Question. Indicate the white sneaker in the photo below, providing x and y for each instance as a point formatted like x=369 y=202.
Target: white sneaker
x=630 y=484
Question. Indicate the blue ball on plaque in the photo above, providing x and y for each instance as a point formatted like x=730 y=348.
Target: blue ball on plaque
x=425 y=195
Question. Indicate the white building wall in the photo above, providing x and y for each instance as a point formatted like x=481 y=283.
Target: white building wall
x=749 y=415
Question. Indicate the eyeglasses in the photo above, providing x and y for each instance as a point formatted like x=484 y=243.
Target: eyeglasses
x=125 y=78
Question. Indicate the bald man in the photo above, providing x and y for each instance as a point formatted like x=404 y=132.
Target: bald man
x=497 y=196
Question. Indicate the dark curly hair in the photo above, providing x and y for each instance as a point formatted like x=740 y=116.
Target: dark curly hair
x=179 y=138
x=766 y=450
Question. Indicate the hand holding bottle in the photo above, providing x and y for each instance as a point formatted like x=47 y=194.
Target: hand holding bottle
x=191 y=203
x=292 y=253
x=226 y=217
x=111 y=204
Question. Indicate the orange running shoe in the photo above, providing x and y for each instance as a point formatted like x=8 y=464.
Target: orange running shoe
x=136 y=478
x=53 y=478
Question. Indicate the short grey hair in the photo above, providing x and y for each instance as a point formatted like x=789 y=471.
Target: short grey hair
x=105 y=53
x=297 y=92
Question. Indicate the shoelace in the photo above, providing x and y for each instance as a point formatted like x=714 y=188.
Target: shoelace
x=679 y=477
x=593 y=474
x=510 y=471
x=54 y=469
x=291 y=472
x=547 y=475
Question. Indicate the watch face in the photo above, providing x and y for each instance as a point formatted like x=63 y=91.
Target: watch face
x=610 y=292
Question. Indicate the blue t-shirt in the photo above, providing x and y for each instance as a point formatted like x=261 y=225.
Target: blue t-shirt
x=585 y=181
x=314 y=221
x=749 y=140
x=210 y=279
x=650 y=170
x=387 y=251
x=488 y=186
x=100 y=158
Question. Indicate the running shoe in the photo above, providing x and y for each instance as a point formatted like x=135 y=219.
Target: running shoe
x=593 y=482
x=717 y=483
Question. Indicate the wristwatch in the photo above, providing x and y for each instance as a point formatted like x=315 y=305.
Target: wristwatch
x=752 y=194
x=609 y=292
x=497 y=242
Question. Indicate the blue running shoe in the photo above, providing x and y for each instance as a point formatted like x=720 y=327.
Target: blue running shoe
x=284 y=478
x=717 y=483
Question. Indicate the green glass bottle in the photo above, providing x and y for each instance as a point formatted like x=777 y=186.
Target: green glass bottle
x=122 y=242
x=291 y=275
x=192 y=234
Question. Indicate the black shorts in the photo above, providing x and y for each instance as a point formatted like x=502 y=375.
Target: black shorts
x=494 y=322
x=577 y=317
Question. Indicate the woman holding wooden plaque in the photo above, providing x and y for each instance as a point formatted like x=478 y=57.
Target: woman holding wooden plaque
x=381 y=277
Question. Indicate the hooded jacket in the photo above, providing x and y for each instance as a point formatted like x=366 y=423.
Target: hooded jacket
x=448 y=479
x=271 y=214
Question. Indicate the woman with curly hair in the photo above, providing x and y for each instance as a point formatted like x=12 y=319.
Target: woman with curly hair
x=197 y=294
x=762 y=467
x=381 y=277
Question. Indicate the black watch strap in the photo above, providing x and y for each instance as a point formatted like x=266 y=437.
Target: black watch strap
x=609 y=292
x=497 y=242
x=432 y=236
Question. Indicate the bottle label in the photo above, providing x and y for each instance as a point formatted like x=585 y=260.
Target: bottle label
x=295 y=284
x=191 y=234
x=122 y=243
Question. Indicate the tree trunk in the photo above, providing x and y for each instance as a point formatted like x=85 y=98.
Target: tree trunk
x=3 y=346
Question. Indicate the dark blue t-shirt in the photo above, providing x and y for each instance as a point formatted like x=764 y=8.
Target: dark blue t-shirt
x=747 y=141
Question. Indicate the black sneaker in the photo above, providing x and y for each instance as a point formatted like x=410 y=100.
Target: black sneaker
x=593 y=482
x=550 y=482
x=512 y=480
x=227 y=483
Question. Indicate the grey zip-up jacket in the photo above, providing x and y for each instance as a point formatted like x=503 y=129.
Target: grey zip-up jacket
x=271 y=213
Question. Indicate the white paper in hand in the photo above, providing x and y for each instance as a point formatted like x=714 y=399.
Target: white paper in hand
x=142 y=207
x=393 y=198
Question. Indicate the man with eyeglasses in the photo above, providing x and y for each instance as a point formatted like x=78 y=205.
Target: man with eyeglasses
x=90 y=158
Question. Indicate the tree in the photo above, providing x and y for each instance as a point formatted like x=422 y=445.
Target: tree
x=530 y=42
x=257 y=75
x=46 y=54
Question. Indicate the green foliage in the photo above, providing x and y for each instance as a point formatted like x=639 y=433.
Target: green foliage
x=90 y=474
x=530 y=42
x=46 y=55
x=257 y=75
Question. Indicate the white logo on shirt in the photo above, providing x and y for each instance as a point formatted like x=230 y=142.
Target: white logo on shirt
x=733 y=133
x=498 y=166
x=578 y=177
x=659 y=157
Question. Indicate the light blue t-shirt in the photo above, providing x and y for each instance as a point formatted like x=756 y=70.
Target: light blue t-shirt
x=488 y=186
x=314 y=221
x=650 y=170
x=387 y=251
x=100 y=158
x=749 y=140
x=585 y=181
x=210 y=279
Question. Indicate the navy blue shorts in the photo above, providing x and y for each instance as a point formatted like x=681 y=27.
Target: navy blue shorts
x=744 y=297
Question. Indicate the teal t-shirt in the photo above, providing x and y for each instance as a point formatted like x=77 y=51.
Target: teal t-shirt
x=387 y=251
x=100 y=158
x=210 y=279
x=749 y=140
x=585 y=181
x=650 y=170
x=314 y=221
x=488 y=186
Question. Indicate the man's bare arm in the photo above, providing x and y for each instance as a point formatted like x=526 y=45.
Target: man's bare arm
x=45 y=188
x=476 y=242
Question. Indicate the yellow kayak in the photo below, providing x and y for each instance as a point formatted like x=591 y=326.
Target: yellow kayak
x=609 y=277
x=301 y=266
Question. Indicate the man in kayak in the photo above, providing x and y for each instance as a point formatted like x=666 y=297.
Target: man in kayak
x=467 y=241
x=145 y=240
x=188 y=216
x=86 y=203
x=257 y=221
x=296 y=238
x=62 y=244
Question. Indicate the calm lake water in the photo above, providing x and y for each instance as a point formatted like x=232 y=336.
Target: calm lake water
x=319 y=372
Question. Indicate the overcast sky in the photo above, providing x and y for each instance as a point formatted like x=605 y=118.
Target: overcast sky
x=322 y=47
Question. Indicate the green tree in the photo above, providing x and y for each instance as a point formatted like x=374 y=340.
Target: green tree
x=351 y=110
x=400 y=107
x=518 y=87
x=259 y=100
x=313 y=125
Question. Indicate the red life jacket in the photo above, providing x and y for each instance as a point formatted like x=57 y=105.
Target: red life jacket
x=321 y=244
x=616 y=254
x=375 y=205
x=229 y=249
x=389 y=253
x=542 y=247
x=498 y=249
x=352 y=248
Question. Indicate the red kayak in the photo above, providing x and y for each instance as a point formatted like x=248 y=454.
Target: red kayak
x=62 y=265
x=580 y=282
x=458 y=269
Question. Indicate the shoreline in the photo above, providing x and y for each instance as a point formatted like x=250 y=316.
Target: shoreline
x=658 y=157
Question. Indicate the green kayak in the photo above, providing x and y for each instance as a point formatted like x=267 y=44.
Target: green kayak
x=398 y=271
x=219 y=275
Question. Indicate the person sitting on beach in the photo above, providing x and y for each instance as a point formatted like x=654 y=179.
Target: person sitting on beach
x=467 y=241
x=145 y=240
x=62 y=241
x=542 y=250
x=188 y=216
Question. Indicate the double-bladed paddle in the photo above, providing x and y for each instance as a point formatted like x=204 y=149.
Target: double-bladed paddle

===

**WORK INSTRUCTIONS**:
Word for word, reproduce the lines of the listing from the first one through the line containing "Question. Indicate the shoelace", and no more.

**RESPONSE FOR THIS EXERCISE**:
Question. Indicate the white sneaker in the photo below, providing x and y for each instance as a point formatted like x=369 y=202.
Target: white sneaker
x=630 y=484
Question. Indicate the blue ball on plaque in the photo above, providing x and y for each instance as a point formatted like x=730 y=348.
Target: blue ball on plaque
x=425 y=195
Question. Indicate the white building wall in the photo above, providing x and y for each instance as a point formatted like x=481 y=283.
Target: white building wall
x=749 y=415
Question. Indicate the eyeglasses in the photo above, providing x and y for each instance as a point formatted like x=484 y=243.
Target: eyeglasses
x=125 y=78
Question. Indicate the bald man in the photo above, providing x and y for each instance as a point formatted like x=404 y=132.
Target: bald man
x=497 y=196
Question. Indicate the dark curly hair in the photo above, providing x and y for each instance as a point formatted like x=740 y=116.
Target: dark curly hair
x=179 y=138
x=766 y=450
Question. Indicate the hand holding bottle in the photo above, providing x and y for each instance as a point formatted like x=47 y=194.
Target: hand holding bottle
x=191 y=203
x=292 y=253
x=226 y=217
x=111 y=204
Question. Indicate the orange running shoe in the photo above, providing x and y for each instance as a point formatted like x=8 y=464.
Target: orange running shoe
x=136 y=478
x=53 y=478
Question. Indicate the short grey hair in the photo above, providing x and y for each instance as a point formatted like x=789 y=471.
Target: short grey hair
x=105 y=53
x=297 y=92
Question. Indicate the shoelace in the photo above, providing x and y for each instance as a point formatted like x=714 y=188.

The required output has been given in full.